#### [VERIFIQUE SUA COMPREENSÃO]
[1] Reproduza a parte da entrevista que vai de "Eu faço a análise" até "aborto quase foi.", inclusive.
[2] Continue a entrevista a partir da última frase apresentada.

#### [TRECHO]
################

Não. Agora me divertindo (risos). Mas quando comecei, usando principalmente o Instagram, tinha ali uma questão, convivia com imagens que, de repente, não eram mais apenas imagens midiáticas das mulheres. Como mulher, a gente cresce balizada por essa imagem publicitária em outdoor, capa de revista, anúncio na TV. E isso não é despropositado, mano. Cria uma série de mercados, isso vai longe. A indústria da beleza, padrões de comportamento que são reiterados o tempo todo. O que eu pesquei da convivência com essas outras imagens, mulheres se fotografando na vida cotidiana, é que não eram mais só essas imagens filtradas. Lógico que as mulheres acabam por incorrer a padrões pré-estabelecidos da representação de si, mimetizando a publicidade, mas começam a surgir alguns ruídos. Acho que foi uma tomada de consciência coletiva, com mulheres questionando desde a questão dos pelos, com a aceitação do corpo.

Essa persona foi uma criação planejada?

Eu faço a análise do meu trabalho em retrospecto, mas na época não tinha exatamente um plano. A argentina Amalia Ulman, que estudou nos EUA, fez um projeto de Instagram em que criava uma persona dela mesma, que virava uma it girl. Ela avisou a uma série de galerias que ia começar o projeto, documentou começo, meio e fim. Um chinês que coleciona arte digital comprou, e ela acabou indo para uma galeria dessas grandes. Ela fez um passo a passo. Meu estilo é outro. Ia fazendo e aprendendo com os processos, mudando o tempo todo. Hoje olho pra trás e não me reconheço em trabalhos antigos. Estou com outros interesses. Foi um processo coletivo, mulheres ao redor do mundo. Mas a gente dá dois passos pra frente e três pra trás. Na Argentina, essa questão do aborto quase foi.

################

(Dados de origem)

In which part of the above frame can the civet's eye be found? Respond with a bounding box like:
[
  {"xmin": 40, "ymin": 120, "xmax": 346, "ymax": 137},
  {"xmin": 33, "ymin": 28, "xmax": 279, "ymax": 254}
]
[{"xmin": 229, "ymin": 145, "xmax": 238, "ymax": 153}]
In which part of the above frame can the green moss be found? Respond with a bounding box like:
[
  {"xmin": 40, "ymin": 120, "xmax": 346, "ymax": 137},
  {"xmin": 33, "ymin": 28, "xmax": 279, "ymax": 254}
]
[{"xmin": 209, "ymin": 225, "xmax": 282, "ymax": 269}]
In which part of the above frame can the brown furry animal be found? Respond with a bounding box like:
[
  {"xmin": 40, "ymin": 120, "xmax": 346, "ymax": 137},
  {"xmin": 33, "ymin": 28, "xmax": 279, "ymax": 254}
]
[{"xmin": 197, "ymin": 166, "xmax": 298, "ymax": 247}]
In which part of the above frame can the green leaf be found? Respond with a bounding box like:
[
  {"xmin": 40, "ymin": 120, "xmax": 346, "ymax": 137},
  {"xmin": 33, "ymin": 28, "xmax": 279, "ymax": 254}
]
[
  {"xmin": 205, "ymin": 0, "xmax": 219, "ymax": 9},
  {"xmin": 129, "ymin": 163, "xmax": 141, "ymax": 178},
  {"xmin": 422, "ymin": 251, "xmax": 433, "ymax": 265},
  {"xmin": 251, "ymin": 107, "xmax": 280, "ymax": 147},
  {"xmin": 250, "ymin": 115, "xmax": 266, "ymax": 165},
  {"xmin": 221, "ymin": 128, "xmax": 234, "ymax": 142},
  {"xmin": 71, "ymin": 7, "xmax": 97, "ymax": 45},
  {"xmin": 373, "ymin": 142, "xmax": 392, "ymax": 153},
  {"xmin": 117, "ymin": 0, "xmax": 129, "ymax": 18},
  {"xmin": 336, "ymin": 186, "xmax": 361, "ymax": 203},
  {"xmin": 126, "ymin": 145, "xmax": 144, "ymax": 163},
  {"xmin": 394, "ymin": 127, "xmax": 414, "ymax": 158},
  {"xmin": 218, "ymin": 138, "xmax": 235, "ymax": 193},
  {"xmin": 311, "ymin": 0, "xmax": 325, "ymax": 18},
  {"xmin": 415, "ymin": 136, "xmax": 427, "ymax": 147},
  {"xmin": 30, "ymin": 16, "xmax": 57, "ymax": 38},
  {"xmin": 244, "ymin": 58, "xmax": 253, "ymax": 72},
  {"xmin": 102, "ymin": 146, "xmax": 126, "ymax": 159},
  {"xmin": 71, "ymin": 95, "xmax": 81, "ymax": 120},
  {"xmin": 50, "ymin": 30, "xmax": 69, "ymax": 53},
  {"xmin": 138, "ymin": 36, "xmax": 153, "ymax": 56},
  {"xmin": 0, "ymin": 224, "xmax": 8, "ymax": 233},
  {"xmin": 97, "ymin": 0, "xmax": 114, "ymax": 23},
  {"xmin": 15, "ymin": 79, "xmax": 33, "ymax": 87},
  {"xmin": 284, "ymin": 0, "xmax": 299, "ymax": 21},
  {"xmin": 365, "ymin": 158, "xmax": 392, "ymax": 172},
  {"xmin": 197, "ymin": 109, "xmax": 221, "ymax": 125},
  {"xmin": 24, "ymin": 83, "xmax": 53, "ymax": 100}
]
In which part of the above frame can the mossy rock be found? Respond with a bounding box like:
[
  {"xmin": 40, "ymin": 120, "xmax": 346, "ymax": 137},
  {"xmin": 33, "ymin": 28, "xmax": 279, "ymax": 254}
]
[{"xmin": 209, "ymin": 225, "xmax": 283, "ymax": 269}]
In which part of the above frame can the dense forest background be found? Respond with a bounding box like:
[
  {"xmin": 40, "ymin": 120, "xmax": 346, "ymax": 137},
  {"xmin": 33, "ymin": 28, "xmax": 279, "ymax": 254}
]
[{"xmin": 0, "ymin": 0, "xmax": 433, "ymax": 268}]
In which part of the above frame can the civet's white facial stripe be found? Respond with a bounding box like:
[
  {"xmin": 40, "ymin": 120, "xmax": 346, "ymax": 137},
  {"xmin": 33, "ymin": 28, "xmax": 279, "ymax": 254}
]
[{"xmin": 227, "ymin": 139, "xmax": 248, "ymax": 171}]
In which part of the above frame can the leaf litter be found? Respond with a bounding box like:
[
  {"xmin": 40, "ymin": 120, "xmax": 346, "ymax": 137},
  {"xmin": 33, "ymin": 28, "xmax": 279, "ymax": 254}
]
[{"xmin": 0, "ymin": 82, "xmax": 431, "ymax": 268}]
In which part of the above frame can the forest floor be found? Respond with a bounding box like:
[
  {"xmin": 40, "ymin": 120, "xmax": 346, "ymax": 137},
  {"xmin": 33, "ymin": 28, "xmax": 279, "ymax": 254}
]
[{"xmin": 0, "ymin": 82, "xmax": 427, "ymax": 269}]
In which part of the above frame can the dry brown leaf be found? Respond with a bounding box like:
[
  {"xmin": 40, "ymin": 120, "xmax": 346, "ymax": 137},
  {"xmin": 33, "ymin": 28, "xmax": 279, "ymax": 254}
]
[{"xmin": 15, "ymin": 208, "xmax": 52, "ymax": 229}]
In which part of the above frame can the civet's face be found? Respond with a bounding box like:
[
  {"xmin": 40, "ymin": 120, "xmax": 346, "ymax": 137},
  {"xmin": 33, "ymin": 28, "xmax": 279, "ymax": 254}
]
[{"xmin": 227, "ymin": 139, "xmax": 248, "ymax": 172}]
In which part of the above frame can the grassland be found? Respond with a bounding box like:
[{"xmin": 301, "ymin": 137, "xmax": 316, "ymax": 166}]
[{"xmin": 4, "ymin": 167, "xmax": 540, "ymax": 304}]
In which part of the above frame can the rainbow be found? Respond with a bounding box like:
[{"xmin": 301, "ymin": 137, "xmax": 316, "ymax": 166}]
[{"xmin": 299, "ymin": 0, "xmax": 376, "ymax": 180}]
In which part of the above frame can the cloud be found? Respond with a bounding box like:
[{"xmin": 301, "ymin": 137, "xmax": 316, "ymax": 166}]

################

#### [RESPOSTAS DO EXERCÍCIO]
[1]
Eu faço a análise do meu trabalho em retrospecto, mas na época não tinha exatamente um plano. A argentina Amalia Ulman, que estudou nos EUA, fez um projeto de Instagram em que criava uma persona dela mesma, que virava uma it girl. Ela avisou a uma série de galerias que ia começar o projeto, documentou começo, meio e fim. Um chinês que coleciona arte digital comprou, e ela acabou indo para uma galeria dessas grandes. Ela fez um passo a passo. Meu estilo é outro. Ia fazendo e aprendendo com os processos, mudando o tempo todo. Hoje olho pra trás e não me reconheço em trabalhos antigos. Estou com outros interesses. Foi um processo coletivo, mulheres ao redor do mundo. Mas a gente dá dois passos pra frente e três pra trás. Na Argentina, essa questão do aborto quase foi.

[2]
“Estamos vivendo esse ‘1984 ‘ […] todo mundo tem que concentrar o ódio por dois minutos por dia contra alguém.”

Como você vê a onda de censura na artes, que ocorreu recentemente no Brasil?

Está rolando um descompasso. A direita está extremista, mas a esquerda também. Já fui censurada pela classe artística. Já tiraram um trabalho meu da parede, já destruíram, me humilharam publicamente. Aí não chamam isso de censura? Ninguém escreveu sobre, não saiu notinha em lugar nenhum. Todo mundo fingiu que não viu. Estamos vivendo esse “1984”(romance distópico, do escritor inglês George Orwell, publicado em 1949). Muito louco, ? Ele fala dessa tele-tela, que passa umas mensagens de ordem e todo mundo tem que concentrar o ódio por dois minutos por dia contra alguém.

Consegue comercializar sua arte?

Ainda não. Vou fazer minha primeira individual. Tenho que dar esse passo. Escreveram muito sobre o meu trabalho, se debateu muito, mas não colhi os frutos. Agora quero colher, nem que sejam podres. Quero viver disso, e o mercado pede um produto.

No meio dessa loucura toda, você é feliz?

Com um latão de Brahma na mão (risos). Sim, acho que tenho inclinação para a felicidade, mesmo no caos.